▶ WORK INSTRUCTION:
Output verbatim the line with "# pin a point on each instance of the low-rise" together with every line beneath it, ending at the last line of the entries.

▶ SUPPLIED INFORMATION:
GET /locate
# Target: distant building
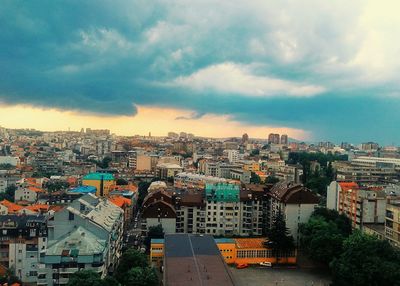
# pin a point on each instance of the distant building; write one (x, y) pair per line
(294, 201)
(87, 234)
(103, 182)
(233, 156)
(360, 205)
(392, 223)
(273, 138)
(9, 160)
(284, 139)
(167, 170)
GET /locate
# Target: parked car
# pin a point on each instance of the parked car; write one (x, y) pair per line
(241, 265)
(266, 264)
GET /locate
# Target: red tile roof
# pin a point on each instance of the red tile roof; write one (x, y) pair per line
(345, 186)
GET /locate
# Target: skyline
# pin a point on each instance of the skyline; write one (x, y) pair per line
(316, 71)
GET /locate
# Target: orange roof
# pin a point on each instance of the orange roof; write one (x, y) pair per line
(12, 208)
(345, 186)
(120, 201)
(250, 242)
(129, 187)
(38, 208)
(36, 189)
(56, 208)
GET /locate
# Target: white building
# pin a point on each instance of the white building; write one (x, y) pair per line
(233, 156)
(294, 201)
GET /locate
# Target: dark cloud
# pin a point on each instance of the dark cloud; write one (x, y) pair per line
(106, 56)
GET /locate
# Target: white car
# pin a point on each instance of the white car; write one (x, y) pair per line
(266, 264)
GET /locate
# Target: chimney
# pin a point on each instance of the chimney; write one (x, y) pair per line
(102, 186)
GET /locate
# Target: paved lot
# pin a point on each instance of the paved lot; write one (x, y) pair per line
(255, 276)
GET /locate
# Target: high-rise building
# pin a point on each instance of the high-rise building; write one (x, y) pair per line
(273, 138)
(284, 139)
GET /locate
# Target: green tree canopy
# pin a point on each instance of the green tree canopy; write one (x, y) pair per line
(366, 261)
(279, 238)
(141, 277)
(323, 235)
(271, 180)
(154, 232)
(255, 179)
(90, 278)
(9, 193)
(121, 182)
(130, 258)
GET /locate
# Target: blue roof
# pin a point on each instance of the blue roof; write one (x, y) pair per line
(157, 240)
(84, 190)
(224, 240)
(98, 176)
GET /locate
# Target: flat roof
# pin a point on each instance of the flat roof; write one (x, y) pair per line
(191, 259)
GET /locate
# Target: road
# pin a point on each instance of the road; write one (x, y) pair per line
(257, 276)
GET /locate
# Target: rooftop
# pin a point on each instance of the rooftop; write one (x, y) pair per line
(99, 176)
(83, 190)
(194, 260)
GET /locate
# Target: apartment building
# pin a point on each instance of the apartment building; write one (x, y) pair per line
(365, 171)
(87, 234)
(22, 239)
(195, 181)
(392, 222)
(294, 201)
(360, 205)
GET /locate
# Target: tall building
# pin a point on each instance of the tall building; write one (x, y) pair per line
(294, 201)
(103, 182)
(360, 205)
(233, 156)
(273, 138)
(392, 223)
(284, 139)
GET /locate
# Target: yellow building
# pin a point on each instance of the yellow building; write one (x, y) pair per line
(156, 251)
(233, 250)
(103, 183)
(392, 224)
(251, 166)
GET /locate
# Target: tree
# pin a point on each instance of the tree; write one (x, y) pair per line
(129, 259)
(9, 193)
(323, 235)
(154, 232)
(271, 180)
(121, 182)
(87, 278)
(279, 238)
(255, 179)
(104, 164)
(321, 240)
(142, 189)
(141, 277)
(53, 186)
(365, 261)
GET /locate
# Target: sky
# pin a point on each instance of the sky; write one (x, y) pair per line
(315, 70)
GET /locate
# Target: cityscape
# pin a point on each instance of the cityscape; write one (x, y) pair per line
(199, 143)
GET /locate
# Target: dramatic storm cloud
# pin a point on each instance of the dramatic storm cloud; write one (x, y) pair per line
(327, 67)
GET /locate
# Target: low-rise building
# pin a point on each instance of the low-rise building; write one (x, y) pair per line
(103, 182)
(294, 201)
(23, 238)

▶ RESPONSE FOR THIS EXERCISE:
# pin a point on each instance of the low-rise building; write one (x, y) pair per line
(103, 182)
(294, 201)
(23, 238)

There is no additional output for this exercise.